*DIRECTIONS FOR THIS TASK*: Report only how many lines of the records contain the word "jersey".

Top of DATA FOR REVIEW

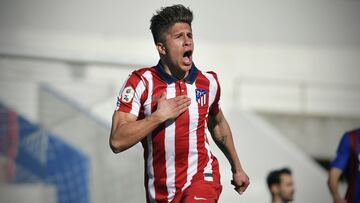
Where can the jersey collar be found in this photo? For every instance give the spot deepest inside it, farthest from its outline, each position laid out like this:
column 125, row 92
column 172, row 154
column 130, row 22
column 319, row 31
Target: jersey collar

Bottom of DATA FOR REVIEW

*RESPONSE AREA*: 2